_EXERCISE INSTRUCTIONS_: Using the data below, copy every line that contains the word "wall".

_DATA SHOWN_:
------------------------------------------------------------------------

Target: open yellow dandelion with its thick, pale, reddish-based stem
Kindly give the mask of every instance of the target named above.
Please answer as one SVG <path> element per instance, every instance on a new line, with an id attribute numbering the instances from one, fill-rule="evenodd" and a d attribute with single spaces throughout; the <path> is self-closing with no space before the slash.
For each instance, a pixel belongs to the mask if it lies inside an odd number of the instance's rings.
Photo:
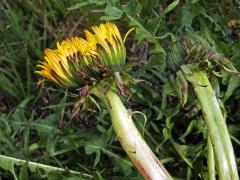
<path id="1" fill-rule="evenodd" d="M 80 90 L 74 115 L 85 99 L 101 100 L 109 111 L 117 139 L 140 173 L 146 179 L 171 179 L 138 132 L 120 97 L 129 95 L 121 76 L 126 36 L 122 39 L 117 26 L 110 22 L 93 26 L 92 30 L 84 31 L 86 39 L 73 37 L 57 43 L 57 49 L 46 49 L 45 60 L 37 65 L 36 73 L 45 77 L 40 82 L 50 80 L 63 88 Z"/>

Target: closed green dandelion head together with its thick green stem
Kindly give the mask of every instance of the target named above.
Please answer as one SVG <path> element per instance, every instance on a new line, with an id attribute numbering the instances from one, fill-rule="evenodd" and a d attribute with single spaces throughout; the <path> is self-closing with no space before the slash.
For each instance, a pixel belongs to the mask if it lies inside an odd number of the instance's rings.
<path id="1" fill-rule="evenodd" d="M 181 104 L 184 106 L 187 103 L 190 90 L 196 95 L 208 130 L 208 147 L 213 148 L 213 153 L 208 150 L 208 160 L 215 159 L 219 179 L 238 180 L 224 107 L 209 80 L 210 76 L 219 76 L 223 71 L 237 74 L 236 69 L 229 60 L 213 51 L 206 40 L 194 33 L 184 36 L 182 42 L 178 41 L 171 47 L 167 63 Z M 215 179 L 213 166 L 214 162 L 208 162 L 209 178 Z"/>

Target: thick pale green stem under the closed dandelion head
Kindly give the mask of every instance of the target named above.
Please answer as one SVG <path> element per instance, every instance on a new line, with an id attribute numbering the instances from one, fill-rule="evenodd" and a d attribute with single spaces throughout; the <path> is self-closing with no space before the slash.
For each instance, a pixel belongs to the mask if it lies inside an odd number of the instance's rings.
<path id="1" fill-rule="evenodd" d="M 193 74 L 186 74 L 185 76 L 192 82 L 194 91 L 201 104 L 202 113 L 217 160 L 219 178 L 221 180 L 239 180 L 227 125 L 207 75 L 202 71 L 198 71 Z"/>

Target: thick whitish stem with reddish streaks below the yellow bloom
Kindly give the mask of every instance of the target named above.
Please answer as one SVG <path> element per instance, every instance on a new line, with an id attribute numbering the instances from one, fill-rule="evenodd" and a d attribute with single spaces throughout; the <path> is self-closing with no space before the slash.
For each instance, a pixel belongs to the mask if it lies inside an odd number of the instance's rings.
<path id="1" fill-rule="evenodd" d="M 117 138 L 140 173 L 145 179 L 172 179 L 140 135 L 120 97 L 112 90 L 106 95 L 110 101 L 109 113 Z"/>

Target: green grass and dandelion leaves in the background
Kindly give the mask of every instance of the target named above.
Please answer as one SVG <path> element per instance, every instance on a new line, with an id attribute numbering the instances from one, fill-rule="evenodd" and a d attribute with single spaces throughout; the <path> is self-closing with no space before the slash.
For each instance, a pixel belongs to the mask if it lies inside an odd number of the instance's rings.
<path id="1" fill-rule="evenodd" d="M 144 80 L 131 86 L 127 102 L 145 140 L 176 179 L 207 179 L 207 129 L 194 97 L 180 107 L 166 67 L 169 44 L 186 30 L 205 37 L 240 68 L 239 1 L 54 1 L 0 3 L 0 154 L 80 172 L 27 169 L 0 161 L 2 179 L 141 179 L 116 141 L 107 112 L 97 109 L 71 119 L 76 92 L 34 74 L 42 51 L 83 29 L 114 21 L 127 39 L 130 73 Z M 240 167 L 239 77 L 210 77 L 224 100 L 228 129 Z M 87 177 L 85 176 L 87 175 Z"/>

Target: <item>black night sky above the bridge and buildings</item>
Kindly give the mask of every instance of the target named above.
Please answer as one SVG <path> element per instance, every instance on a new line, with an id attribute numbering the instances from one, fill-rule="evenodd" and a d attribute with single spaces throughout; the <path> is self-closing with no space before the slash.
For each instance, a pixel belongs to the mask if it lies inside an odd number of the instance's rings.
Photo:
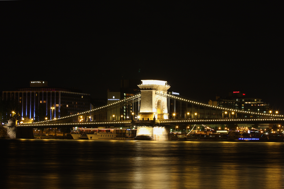
<path id="1" fill-rule="evenodd" d="M 0 90 L 46 80 L 106 98 L 122 77 L 156 79 L 201 101 L 243 90 L 281 111 L 282 16 L 245 7 L 15 1 L 0 11 Z"/>

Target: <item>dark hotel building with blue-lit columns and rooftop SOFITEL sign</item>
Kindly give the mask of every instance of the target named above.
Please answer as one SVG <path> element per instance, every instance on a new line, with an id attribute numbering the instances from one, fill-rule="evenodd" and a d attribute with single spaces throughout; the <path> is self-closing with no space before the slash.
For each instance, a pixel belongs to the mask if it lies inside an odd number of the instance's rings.
<path id="1" fill-rule="evenodd" d="M 22 107 L 22 116 L 30 119 L 37 116 L 35 111 L 40 104 L 46 105 L 48 119 L 58 118 L 60 108 L 66 108 L 68 114 L 90 110 L 90 94 L 76 89 L 48 87 L 47 81 L 30 81 L 29 88 L 3 91 L 2 97 L 18 102 Z M 54 107 L 53 110 L 52 107 Z"/>

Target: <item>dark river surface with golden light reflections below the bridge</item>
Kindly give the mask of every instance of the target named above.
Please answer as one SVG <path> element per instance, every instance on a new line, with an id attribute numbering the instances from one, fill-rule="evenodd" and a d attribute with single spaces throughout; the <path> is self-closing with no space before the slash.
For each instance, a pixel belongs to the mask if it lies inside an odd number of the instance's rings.
<path id="1" fill-rule="evenodd" d="M 0 139 L 1 188 L 284 188 L 284 143 Z"/>

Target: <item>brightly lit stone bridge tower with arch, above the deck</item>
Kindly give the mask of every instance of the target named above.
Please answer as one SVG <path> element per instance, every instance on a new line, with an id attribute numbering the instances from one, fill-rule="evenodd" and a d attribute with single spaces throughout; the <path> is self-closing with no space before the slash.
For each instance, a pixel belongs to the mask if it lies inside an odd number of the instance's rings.
<path id="1" fill-rule="evenodd" d="M 166 81 L 141 81 L 142 84 L 138 85 L 141 90 L 140 119 L 153 120 L 154 114 L 156 119 L 168 119 L 167 97 L 159 94 L 167 94 L 170 86 L 166 84 Z"/>

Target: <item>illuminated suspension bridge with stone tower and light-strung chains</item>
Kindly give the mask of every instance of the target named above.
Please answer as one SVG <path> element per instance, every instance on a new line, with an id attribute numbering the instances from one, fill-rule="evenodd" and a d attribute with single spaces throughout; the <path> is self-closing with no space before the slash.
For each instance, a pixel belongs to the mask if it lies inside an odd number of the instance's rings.
<path id="1" fill-rule="evenodd" d="M 142 80 L 138 85 L 141 92 L 90 111 L 68 115 L 53 120 L 20 124 L 23 128 L 59 128 L 62 126 L 96 128 L 111 126 L 136 126 L 137 135 L 153 132 L 155 128 L 163 130 L 158 135 L 169 133 L 171 125 L 194 124 L 280 124 L 283 115 L 265 114 L 253 111 L 241 111 L 229 107 L 209 105 L 208 103 L 173 95 L 166 81 Z M 122 116 L 125 107 L 131 111 L 127 118 Z M 110 112 L 119 110 L 119 115 Z M 158 129 L 158 130 L 159 130 Z M 157 130 L 157 129 L 156 129 Z M 162 133 L 162 134 L 161 134 Z M 157 140 L 167 137 L 157 137 Z"/>

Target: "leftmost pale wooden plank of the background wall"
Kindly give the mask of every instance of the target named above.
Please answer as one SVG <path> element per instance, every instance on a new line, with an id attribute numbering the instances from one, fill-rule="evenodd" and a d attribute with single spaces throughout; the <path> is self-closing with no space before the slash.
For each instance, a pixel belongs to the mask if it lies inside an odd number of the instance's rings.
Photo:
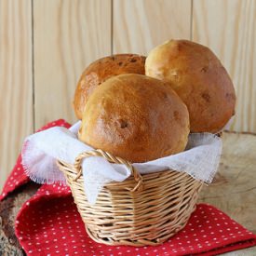
<path id="1" fill-rule="evenodd" d="M 0 1 L 0 190 L 33 131 L 31 2 Z"/>

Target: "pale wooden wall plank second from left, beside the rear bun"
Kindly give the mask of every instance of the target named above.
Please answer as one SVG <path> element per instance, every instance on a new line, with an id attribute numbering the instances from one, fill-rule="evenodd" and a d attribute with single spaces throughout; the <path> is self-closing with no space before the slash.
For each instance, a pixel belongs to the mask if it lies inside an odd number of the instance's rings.
<path id="1" fill-rule="evenodd" d="M 72 102 L 80 74 L 110 53 L 110 0 L 35 0 L 35 128 L 58 118 L 74 122 Z"/>

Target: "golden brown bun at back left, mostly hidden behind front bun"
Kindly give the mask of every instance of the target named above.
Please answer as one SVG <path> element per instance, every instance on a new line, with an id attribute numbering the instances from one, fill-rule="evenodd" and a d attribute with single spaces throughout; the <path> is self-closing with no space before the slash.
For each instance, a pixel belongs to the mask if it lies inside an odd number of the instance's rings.
<path id="1" fill-rule="evenodd" d="M 74 93 L 74 112 L 82 119 L 88 97 L 108 78 L 118 74 L 145 74 L 146 58 L 137 54 L 115 54 L 92 62 L 81 75 Z"/>

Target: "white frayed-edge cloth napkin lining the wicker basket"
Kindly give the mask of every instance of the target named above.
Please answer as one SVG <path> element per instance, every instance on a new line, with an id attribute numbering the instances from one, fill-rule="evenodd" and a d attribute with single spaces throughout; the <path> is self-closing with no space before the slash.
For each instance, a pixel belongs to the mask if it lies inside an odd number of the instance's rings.
<path id="1" fill-rule="evenodd" d="M 73 164 L 77 155 L 92 150 L 78 141 L 80 121 L 73 127 L 48 128 L 34 133 L 24 141 L 21 151 L 22 165 L 27 175 L 39 183 L 65 183 L 56 160 Z M 222 140 L 211 133 L 192 133 L 186 150 L 146 163 L 134 163 L 141 174 L 166 170 L 168 168 L 186 172 L 196 180 L 210 183 L 217 171 L 222 153 Z M 102 186 L 107 182 L 123 182 L 130 176 L 126 166 L 110 164 L 100 156 L 85 158 L 82 163 L 85 192 L 88 202 L 94 204 Z"/>

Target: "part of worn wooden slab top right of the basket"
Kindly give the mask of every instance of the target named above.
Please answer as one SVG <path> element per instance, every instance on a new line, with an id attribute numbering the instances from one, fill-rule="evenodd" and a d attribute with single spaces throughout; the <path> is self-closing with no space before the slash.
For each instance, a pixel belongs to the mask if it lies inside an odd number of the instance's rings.
<path id="1" fill-rule="evenodd" d="M 223 132 L 222 141 L 218 173 L 201 191 L 200 200 L 256 234 L 256 135 Z"/>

------------------------------------------------------------------------

_TASK SOLUTION_:
Target: "leftmost pale wooden plank of the background wall"
Target: "pale wooden wall plank second from left, beside the rear bun"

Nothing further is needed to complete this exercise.